## begin
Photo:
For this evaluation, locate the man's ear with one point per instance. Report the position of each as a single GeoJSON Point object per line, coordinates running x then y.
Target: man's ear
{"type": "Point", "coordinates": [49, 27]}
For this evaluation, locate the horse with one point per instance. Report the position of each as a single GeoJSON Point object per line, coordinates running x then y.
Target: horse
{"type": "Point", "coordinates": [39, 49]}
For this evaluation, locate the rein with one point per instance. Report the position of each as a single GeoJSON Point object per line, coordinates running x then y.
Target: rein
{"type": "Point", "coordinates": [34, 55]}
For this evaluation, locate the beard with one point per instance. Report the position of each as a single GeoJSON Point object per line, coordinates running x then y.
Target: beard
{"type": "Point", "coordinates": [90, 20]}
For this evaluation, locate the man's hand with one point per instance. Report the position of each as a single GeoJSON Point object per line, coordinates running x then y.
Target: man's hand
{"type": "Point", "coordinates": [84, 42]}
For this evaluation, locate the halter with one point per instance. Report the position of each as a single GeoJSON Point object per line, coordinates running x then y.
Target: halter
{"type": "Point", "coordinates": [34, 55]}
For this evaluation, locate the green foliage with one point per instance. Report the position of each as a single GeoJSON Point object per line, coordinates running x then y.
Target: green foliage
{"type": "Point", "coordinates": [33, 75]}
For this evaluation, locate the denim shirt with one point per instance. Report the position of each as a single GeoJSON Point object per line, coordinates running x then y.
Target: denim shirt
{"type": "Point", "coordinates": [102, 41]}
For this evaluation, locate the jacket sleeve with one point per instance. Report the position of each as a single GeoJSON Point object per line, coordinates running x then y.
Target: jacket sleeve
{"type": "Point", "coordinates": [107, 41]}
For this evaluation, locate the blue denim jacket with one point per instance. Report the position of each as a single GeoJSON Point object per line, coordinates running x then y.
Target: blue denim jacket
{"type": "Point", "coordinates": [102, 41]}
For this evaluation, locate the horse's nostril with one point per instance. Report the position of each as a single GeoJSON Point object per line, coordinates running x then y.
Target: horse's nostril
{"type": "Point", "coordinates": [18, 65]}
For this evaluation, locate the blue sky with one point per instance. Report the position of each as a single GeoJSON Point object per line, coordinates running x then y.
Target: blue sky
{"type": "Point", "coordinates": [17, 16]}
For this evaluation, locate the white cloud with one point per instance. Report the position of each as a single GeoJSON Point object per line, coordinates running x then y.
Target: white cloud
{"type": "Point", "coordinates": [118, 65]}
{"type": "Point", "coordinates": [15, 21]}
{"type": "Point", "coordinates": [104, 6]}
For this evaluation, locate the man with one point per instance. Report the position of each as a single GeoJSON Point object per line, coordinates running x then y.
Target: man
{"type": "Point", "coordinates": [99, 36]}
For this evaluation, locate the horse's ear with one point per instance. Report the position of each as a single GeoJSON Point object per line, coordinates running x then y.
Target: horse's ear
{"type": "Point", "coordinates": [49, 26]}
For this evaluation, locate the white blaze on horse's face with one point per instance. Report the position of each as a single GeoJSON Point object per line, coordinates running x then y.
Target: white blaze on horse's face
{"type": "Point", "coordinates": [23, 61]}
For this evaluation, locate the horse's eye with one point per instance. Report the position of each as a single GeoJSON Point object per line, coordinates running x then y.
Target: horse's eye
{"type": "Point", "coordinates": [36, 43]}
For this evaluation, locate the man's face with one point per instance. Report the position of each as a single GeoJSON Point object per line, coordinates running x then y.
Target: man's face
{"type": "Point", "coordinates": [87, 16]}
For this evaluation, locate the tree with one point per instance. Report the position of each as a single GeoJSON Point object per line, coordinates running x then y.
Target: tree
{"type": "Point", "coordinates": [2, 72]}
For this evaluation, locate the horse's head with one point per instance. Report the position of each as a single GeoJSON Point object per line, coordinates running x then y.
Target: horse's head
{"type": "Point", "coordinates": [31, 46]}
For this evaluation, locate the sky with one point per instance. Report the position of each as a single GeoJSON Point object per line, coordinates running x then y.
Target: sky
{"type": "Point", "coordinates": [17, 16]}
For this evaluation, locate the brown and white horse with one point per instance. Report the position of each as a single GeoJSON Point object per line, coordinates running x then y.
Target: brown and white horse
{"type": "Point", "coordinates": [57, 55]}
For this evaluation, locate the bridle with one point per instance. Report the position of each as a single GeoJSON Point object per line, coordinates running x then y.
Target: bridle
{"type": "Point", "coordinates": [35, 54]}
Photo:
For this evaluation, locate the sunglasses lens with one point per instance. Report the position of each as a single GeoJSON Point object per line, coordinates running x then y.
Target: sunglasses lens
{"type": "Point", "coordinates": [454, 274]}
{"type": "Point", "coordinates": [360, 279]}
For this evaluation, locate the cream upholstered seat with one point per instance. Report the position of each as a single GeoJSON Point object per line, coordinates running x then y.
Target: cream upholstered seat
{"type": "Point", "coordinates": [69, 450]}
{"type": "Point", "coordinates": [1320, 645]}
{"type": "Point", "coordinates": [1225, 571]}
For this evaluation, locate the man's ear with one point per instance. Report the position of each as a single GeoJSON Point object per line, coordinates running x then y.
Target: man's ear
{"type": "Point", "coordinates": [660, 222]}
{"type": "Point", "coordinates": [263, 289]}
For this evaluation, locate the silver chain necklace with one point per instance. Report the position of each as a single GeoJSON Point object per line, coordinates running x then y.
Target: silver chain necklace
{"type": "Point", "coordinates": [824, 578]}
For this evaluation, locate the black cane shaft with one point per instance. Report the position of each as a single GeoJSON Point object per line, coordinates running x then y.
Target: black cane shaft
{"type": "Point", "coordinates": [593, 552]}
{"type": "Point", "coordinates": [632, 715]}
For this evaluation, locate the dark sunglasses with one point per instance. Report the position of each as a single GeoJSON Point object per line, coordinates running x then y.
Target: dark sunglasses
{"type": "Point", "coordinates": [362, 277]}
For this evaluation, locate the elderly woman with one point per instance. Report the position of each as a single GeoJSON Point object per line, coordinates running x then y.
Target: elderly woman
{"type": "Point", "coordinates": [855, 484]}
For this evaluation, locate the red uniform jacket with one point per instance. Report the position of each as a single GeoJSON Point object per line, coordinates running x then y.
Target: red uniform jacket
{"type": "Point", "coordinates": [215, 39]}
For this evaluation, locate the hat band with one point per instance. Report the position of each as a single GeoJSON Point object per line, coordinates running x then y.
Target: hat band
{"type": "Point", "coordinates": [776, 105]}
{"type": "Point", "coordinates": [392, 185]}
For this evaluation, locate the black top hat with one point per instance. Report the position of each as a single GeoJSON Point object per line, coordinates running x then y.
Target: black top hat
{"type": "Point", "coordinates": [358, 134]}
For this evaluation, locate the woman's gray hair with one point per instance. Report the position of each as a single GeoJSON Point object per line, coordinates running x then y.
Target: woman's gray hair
## end
### SHORT TASK
Reproduce the lines above word for word, beginning with the line that contains "For this evaluation, locate the red" and continuing through the last line.

### EXERCISE RESULT
For this evaluation, locate the red uniform jacket with one point per instance. Report the position of each as a single GeoJSON Point object per line, coordinates running x then y.
Target: red uniform jacket
{"type": "Point", "coordinates": [215, 39]}
For this evaluation, locate the hat band with one point per instance. Report the position of each as a single GeoJSON Point object per line, coordinates running x then y.
Target: hat band
{"type": "Point", "coordinates": [776, 105]}
{"type": "Point", "coordinates": [392, 185]}
For this evaluation, locate the black top hat with one point per instance. Report the position of each as a single GeoJSON Point object per line, coordinates running x then y.
Target: black top hat
{"type": "Point", "coordinates": [358, 134]}
For this evaluation, locate the woman's gray hair with one point per instance. Report the position of each as a single GeoJSON Point object per line, coordinates running x then y.
Target: woman's gray hair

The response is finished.